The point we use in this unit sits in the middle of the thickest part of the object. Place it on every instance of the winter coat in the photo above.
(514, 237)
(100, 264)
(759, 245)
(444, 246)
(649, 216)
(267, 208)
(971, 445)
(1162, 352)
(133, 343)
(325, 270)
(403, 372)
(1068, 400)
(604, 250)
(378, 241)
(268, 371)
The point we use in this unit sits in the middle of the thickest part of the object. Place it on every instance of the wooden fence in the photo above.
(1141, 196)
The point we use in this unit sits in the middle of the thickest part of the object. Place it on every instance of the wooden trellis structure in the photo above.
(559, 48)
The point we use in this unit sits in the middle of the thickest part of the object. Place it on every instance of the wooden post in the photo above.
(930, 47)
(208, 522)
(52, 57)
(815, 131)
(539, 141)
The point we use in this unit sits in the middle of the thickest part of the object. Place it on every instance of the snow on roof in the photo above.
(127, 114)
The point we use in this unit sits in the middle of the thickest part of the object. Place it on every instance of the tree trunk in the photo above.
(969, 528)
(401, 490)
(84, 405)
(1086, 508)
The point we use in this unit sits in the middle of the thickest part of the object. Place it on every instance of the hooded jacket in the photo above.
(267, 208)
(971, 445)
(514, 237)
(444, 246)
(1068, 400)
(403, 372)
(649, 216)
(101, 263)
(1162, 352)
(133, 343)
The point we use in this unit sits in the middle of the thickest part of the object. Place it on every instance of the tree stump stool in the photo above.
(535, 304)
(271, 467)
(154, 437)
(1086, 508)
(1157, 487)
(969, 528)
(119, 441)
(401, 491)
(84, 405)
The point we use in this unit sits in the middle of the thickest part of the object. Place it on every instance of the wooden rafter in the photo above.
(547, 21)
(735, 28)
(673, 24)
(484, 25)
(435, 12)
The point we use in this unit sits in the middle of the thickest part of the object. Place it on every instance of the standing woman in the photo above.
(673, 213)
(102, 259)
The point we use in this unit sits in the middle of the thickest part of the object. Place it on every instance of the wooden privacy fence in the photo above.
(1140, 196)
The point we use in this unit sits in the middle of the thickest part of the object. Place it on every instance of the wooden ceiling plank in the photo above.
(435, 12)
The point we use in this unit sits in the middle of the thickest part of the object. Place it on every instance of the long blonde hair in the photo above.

——————————

* [TASK BRIEF] Retype the material above, line by line, exactly.

* [OUTPUT OF THE TASK]
The point we use in this unit sits in the middle of the thickest part of the object. Place it on every instance of the winter coat in the photo above.
(514, 237)
(100, 264)
(759, 245)
(444, 246)
(649, 216)
(267, 208)
(971, 445)
(1162, 352)
(133, 343)
(325, 270)
(403, 372)
(1068, 400)
(604, 250)
(378, 241)
(268, 371)
The point we use in this unit sits in the middle of the thickest part of the object. Place it on every instance of the wooden fence in the photo above.
(1141, 196)
The point we use in this unit sits in the middle of the thickest part of the object. Place it on every instance of the wooden trellis structure in the photo above.
(559, 48)
The point we use in this unit sits in the middle of the thickest part of the object. Place it on every instance of the wooden post in the photo above.
(930, 47)
(208, 522)
(52, 57)
(815, 131)
(539, 141)
The point we use in this unit sits in the middle of the thickest part of the object. Place it on every instance of the snow on roof in the photo above.
(127, 114)
The point we use in this unit sits in the middle of the thickest part of the object. Place it on every instance of the tree trunk in the photo above.
(969, 528)
(401, 490)
(84, 405)
(1086, 508)
The point we use in this unit sits in the middle of the thickest part of the object. Place it on every instance of the hooded jacket in the photo above.
(267, 208)
(971, 445)
(514, 237)
(444, 246)
(1068, 400)
(403, 372)
(649, 216)
(101, 263)
(1162, 352)
(133, 343)
The point we use in this unit sits in the middle of the thickest part of the object. Place it on every instance of the tree stump stool in the photo above.
(535, 304)
(271, 467)
(154, 437)
(1086, 508)
(1157, 487)
(969, 528)
(119, 441)
(401, 491)
(84, 405)
The point we use in this unit sits in the middle of the thickest part of the object. Place it on every instance of the wooden rafter in the photo above.
(547, 21)
(735, 28)
(673, 24)
(484, 25)
(435, 12)
The point we use in this unit sits in the middle of the thickest part of the object. Place it on every instance of the standing woman in the photo above.
(673, 213)
(102, 259)
The point we use in this unit sits in the middle of the thickest part of the object. Place it on every instance of the wooden privacy fence in the photo above.
(1140, 196)
The point we use in this unit sits in the middle of the thickest part of the object. Place it on every instance of the wooden ceiling plank in the photo above.
(435, 12)
The point we use in this unit sits in the middle of the thickest part of the object. Place it on every instance of the long blonde hair in the photo above.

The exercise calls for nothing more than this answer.